#### DATA SHOWN ####
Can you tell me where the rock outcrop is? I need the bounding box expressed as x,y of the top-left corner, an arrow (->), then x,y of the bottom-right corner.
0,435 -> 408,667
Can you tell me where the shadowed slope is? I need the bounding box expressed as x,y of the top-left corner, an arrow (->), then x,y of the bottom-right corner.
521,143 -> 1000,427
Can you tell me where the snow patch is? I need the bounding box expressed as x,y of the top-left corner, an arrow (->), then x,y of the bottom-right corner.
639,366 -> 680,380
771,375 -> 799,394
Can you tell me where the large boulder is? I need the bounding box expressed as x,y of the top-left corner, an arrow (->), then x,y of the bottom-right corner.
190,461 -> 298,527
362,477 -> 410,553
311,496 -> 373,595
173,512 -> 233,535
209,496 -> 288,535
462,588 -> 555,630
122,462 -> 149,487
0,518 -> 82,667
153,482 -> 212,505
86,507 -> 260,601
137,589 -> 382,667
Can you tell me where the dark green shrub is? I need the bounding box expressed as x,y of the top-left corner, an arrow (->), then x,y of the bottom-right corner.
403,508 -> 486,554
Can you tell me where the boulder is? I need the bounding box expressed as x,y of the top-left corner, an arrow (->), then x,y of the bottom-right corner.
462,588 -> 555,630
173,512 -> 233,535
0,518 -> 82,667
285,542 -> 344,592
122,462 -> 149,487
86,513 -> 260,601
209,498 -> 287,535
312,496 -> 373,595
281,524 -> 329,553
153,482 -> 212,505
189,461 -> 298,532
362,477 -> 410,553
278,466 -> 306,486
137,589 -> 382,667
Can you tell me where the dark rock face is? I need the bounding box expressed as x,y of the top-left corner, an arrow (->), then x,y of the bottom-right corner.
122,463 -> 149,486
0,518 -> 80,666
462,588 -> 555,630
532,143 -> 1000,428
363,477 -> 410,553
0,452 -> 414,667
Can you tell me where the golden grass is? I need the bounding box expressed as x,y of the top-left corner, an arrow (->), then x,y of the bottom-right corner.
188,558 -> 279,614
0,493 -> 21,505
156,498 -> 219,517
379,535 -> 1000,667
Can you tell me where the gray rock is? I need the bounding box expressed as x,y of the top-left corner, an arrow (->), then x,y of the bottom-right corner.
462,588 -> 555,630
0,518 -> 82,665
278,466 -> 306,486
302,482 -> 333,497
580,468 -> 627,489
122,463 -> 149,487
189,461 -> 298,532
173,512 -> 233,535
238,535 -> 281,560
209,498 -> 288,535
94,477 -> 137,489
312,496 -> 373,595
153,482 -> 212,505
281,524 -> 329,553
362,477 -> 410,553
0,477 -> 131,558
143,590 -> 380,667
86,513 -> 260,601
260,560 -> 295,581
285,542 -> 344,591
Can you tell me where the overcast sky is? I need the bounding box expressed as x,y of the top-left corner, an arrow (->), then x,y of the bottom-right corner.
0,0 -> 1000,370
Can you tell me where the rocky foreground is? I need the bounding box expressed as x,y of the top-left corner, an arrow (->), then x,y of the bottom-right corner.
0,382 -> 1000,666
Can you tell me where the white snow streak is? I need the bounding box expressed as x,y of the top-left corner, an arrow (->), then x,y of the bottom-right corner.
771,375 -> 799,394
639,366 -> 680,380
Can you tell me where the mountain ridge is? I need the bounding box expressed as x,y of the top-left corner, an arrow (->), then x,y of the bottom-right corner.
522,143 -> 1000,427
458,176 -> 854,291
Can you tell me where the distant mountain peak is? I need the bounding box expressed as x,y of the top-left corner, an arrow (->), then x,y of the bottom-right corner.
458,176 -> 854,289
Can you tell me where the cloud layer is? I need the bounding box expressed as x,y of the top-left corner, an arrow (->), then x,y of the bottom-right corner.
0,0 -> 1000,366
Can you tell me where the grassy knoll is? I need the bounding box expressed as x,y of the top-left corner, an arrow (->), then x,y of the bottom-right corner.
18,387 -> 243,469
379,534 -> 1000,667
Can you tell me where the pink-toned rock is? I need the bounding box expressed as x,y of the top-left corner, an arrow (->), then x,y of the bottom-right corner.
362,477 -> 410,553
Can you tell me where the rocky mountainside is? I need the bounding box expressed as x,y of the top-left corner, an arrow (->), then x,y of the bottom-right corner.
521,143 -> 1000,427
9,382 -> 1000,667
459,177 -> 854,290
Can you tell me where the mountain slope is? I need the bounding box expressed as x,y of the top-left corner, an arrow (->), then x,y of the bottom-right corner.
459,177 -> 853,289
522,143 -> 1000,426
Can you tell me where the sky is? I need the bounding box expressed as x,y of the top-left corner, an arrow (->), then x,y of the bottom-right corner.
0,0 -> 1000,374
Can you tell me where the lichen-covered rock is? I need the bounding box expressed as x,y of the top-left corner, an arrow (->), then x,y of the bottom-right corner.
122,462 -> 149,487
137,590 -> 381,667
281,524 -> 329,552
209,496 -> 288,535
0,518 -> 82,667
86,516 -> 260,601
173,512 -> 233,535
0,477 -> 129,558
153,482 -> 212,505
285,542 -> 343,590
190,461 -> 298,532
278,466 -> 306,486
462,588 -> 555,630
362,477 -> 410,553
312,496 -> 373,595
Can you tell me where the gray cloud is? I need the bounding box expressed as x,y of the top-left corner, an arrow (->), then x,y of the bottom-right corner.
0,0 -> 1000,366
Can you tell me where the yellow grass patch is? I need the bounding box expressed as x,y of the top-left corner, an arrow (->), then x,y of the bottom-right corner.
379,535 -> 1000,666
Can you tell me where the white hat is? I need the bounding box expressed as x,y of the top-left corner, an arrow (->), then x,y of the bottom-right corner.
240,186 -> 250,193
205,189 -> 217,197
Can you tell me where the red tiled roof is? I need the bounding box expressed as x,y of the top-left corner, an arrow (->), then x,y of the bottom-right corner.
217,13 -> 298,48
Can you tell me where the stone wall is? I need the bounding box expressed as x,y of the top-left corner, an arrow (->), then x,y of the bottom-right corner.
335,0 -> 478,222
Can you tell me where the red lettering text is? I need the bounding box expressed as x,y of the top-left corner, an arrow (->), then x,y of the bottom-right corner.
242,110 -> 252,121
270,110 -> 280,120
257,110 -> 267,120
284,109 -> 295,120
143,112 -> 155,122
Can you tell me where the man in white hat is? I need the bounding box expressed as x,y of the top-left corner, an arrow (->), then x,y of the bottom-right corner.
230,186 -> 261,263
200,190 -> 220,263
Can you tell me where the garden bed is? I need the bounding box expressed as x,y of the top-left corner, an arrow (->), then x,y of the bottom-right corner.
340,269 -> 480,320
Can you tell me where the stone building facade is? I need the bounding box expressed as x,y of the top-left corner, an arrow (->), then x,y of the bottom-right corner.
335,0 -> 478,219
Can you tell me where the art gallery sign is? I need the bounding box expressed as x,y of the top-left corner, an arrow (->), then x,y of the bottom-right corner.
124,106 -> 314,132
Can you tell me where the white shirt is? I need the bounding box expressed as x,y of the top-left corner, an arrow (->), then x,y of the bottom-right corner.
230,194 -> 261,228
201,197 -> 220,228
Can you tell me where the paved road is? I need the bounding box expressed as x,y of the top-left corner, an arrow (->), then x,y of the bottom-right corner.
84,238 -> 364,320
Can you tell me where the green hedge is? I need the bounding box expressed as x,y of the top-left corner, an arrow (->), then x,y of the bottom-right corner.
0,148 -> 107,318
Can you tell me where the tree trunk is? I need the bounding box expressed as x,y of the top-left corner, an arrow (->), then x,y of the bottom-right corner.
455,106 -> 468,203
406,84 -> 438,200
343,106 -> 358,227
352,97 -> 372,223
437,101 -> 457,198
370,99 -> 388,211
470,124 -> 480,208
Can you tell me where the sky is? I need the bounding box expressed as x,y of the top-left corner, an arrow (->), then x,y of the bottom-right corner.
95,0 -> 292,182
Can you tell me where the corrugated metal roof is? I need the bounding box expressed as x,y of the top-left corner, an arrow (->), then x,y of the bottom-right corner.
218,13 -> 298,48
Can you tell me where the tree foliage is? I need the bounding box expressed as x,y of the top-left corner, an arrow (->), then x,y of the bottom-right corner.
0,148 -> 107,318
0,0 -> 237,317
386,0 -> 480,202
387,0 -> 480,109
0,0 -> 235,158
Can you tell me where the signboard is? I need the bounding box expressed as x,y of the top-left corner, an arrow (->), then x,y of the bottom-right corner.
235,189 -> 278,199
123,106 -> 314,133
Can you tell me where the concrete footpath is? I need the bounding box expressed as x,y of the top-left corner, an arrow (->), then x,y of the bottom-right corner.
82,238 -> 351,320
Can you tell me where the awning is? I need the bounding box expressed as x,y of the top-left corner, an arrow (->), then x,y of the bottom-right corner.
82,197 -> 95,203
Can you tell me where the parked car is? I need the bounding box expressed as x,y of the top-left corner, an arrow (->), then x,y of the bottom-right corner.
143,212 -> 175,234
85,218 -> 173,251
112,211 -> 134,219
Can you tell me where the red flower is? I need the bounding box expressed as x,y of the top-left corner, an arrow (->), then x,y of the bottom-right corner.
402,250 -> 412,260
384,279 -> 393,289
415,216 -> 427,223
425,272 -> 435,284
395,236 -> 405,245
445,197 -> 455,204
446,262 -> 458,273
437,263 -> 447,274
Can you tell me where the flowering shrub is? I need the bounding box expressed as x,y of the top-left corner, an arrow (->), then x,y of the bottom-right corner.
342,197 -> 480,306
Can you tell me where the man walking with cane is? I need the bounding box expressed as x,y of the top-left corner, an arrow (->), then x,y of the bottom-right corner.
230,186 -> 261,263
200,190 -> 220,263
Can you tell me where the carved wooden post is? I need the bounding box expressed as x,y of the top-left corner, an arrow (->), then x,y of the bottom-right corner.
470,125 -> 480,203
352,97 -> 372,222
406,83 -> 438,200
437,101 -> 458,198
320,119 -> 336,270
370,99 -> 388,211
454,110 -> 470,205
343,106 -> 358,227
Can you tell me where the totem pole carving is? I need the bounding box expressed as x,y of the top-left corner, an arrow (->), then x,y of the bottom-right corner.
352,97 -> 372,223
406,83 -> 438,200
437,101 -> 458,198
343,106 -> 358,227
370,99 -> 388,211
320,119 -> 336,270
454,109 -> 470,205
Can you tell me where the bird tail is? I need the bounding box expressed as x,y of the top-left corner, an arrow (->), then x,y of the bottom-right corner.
####
TASK BRIEF: Format the part of the rows above that opens with the line containing "Can you tell me where the boulder" and closes with the line containing "0,0 -> 1000,370", both ends included, as a numbered list. Omit blank lines.

WRITTEN RESPONSE:
1. Can you tell me where the boulder is? I need the bounding box expressed as x,y of the top-left corner, an arrow (->), then x,y of the bottom-right corner.
2. 462,588 -> 555,630
3. 173,512 -> 233,535
4. 0,518 -> 82,667
5. 285,542 -> 344,592
6. 122,462 -> 149,487
7. 86,513 -> 260,601
8. 209,498 -> 287,535
9. 312,496 -> 373,595
10. 281,524 -> 329,553
11. 153,482 -> 212,505
12. 189,461 -> 298,532
13. 362,477 -> 410,553
14. 278,466 -> 306,486
15. 137,589 -> 382,667
16. Can you tell me where the dark rock face is? I need the bounding box expressed as x,y of the top-left corner, an arrow (->), then x,y of the bottom-right corner.
17. 122,463 -> 149,486
18. 0,518 -> 80,666
19. 462,588 -> 555,630
20. 532,143 -> 1000,428
21. 363,477 -> 410,553
22. 0,452 -> 414,667
23. Can you tell me where the golden grass is? I need the bounding box expressed as x,y of the top-left corner, an arrow (->), then x,y of the bottom-right corner.
24. 188,558 -> 279,614
25. 0,493 -> 21,505
26. 156,498 -> 219,517
27. 379,535 -> 1000,667
28. Can you tell me where the gray rock is? I need the bounding box expressed as x,y of the top-left corner, an arrow (->), then x,y of the bottom-right corner.
29. 462,588 -> 555,630
30. 0,518 -> 82,665
31. 278,466 -> 306,486
32. 302,482 -> 333,497
33. 580,468 -> 627,489
34. 122,463 -> 149,487
35. 189,461 -> 298,532
36. 173,512 -> 233,535
37. 238,535 -> 281,560
38. 209,498 -> 288,535
39. 94,477 -> 137,489
40. 312,496 -> 373,595
41. 153,482 -> 212,505
42. 281,524 -> 329,553
43. 362,477 -> 410,553
44. 0,477 -> 131,558
45. 143,590 -> 380,667
46. 86,513 -> 260,601
47. 260,560 -> 295,581
48. 285,542 -> 344,591
49. Can you tell me where the overcast sky is? I need the bounding box expressed as x,y of the top-left corner, an arrow (->), then x,y of the bottom-right corner.
50. 0,0 -> 1000,370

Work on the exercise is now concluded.